Jakarta (ANTARA News) - Kalangan importir minta pejabat yang berwenang turun tangan mengakhiri kesewenangan pejabat fungsional pemeriksa dokumen (PFPD) Kantor Pelayanan Utama (KPU) Bea Cukai (BC) Tanjung Priok dalam menentukan nilai pabean yang diajukan importir.

"Sejak pemberitaan buruknya pelayanan KPU BC Tanjung Priok di media massa, khususnya yang berkaitan dengan penetapan nilai pabean oleh PFPD. Sejak itu ada beberapa orang PFPD KPU Tanjung Priok merespons secara negatif dengan menetapkan nilai pabean tertinggi yang ada dalam database Bea Cukai di PIB (pemberitahuan impor barang) yang diajukan oleh para importir," kata Budiman, importir tekstil dan alat berat kepada wartawan di Jakarta, Selasa.

*Data yang Diberikan*.

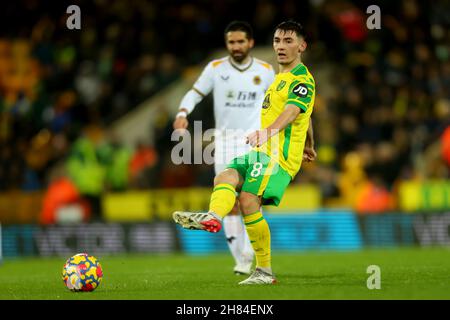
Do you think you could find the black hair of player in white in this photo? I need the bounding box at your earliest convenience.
[224,20,253,40]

*Tugas*. Tuliskan kembali bagian kutipan dokumen yang dimulai dari kata-kata "Jakarta (ANTARA News)" dan berhenti setelah "yang diajukan importir.", dengan menukar "importir" menjadi "pengusaha impor".

*Jawaban*.
Jakarta (ANTARA News) - Kalangan pengusaha impor minta pejabat yang berwenang turun tangan mengakhiri kesewenangan pejabat fungsional pemeriksa dokumen (PFPD) Kantor Pelayanan Utama (KPU) Bea Cukai (BC) Tanjung Priok dalam menentukan nilai pabean yang diajukan pengusaha impor.